● **Tasks and exercises**
• 1. Answer these questions using the text on NHS finances.
(a) What year-to-date deficit do the latest NHS trust results show?
(b) What combined surplus did the position fall from in 2012/13?
(c) How much in potential savings did Lord Carter's interim report identify?
• 2. Render this sentence from the text on NHS finances in Spanish: "It would be too easy to compare UK healthcare spend as a proportion of GDP and put the current financial difficulties down to underfunding."
• 3. From the text on NHS finances, reproduce word for word the passage from "This period has" to "created NHS Improvement.".

● **Excerpt**

Today, NHS finances are in a hugely challenging position with the latest results from NHS trusts and NHS foundation trusts showing a year-to-date deficit of over £2bn. This suggests that the already alarming forecast of a £1.8bn shortfall for 2015/16 will be breached without radical action. There are no historic precedents for a deficit of this scale and this position is further exacerbated by the lack of significant real-terms growth in health spend, despite the health budget being protected by the government.
So how did the financial position deteriorate to this position so quickly from a combined surplus of £1.5bn in 2012/13? Are there solutions that are not structural or long-term? And what meaningful contribution can finance professionals make in such a difficult environment?
It would be too easy to compare UK healthcare spend as a proportion of GDP and put the current financial difficulties down to underfunding. Since the Blair government committed us to match European levels of spending on healthcare in 2000, we have actually seen spend increase to the European average of 9%.
This period has also seen the so-called ‘Lansley reforms’ introduced in 2011, the demise of strategic health authorities, primary care trusts being replaced by clinical commissioning groups, and the creation of NHS England and the Trust Development Authority. The latter has now being subsumed, along with Monitor, into the newly created NHS Improvement.
This constant turmoil in the oversight and regulatory framework may have contributed to the current financial position. The absence of robust system management and a clear separation of commissioner and provider priorities may have also contributed to long-running problems in the health economy. It is also important to consider how the impact of a significant cohort of experienced commissioners, system managers and regulators leaving the NHS contributed to the already unprecedented pressure it faces.
Against this backdrop, NHS England produced the Five-year Forward View, which called for an additional £30bn of funding by 2020. This was predicated on £22bn coming from traditional efficiency savings, leaving a shortfall of £8bn, which has now been accepted by the current government as a priority in the last Spending Review. But with Lord Carter’s recent interim report on provider productivity opportunities identifying £5bn of potential savings, not all of which can be delivered immediately, it’s hard to see how this can be considered a robust conclusion.
This leaves providers having to find the remainder through efficiency savings, while the pressures to maintain current operational standards, such as the four-hour emergency department standard, and the focus on patient safety are unrelenting. Add to this the absence of a clear definition of financial failure, with the consequences thereafter and it is apparent that this is a severe problem.

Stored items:
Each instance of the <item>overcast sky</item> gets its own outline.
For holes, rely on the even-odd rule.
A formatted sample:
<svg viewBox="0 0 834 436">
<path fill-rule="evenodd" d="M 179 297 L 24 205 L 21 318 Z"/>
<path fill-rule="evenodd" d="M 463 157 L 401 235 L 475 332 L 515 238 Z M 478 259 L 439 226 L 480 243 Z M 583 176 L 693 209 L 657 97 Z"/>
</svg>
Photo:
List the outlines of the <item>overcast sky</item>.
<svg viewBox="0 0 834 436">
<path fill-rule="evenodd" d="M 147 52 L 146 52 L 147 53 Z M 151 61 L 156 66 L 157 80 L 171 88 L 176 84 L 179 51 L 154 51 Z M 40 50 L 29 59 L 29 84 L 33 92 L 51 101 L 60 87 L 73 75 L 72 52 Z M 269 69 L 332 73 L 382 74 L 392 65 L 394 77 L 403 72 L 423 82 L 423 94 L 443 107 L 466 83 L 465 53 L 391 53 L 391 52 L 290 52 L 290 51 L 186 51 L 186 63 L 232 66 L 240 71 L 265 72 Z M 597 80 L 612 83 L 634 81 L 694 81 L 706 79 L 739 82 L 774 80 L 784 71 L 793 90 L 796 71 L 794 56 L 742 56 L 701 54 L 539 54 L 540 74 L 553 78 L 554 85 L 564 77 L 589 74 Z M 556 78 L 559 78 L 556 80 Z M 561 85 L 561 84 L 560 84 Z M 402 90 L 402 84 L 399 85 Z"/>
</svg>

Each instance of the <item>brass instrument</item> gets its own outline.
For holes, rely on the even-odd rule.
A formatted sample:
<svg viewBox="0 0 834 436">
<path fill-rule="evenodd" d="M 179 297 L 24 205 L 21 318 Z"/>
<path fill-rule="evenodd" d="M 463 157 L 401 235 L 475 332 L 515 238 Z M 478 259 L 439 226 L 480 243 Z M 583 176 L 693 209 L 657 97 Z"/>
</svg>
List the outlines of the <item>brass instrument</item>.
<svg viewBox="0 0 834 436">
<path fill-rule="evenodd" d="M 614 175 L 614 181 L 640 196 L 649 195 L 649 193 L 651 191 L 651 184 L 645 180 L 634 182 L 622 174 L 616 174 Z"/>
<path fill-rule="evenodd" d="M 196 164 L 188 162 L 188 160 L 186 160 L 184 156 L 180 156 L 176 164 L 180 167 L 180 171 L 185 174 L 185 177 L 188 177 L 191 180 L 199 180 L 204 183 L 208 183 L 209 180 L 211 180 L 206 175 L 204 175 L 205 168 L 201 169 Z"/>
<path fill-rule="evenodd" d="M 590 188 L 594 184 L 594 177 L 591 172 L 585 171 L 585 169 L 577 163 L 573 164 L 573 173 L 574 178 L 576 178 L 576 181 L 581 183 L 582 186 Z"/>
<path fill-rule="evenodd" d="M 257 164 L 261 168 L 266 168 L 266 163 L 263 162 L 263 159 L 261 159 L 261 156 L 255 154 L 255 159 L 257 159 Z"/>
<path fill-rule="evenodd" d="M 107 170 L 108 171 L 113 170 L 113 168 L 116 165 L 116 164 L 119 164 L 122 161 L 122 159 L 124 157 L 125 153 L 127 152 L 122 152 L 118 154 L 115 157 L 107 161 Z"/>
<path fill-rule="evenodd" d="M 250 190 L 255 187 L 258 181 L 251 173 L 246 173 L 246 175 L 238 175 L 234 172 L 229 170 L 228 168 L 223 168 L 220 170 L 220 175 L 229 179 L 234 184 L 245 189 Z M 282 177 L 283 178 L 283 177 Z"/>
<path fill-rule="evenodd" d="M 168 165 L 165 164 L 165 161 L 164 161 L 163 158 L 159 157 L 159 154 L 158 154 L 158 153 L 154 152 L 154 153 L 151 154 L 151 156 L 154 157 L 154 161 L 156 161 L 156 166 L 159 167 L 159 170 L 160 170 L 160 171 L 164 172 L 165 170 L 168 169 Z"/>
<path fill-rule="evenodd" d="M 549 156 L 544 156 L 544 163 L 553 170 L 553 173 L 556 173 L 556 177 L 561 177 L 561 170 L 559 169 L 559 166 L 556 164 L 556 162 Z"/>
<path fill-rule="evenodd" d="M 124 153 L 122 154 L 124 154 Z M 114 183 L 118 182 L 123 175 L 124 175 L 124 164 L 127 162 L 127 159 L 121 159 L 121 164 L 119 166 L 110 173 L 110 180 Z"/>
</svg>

● **Per-task answers**
• 1.
(a) Over £2bn
(b) £1.5bn
(c) £5bn

• 2. Sería demasiado fácil comparar el gasto sanitario del Reino Unido como proporción del PIB y atribuir las actuales dificultades financieras a la falta de financiación.

• 3.
This period has also seen the so-called ‘Lansley reforms’ introduced in 2011, the demise of strategic health authorities, primary care trusts being replaced by clinical commissioning groups, and the creation of NHS England and the Trust Development Authority. The latter has now being subsumed, along with Monitor, into the newly created NHS Improvement.